## Action item
In the listing below, find each line holding "coordinates" and copy it.

## Given data
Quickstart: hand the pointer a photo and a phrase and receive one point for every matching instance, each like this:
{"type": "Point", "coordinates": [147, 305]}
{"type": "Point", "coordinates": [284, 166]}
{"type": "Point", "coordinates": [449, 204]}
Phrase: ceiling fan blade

## Solution to the problem
{"type": "Point", "coordinates": [147, 305]}
{"type": "Point", "coordinates": [284, 166]}
{"type": "Point", "coordinates": [449, 204]}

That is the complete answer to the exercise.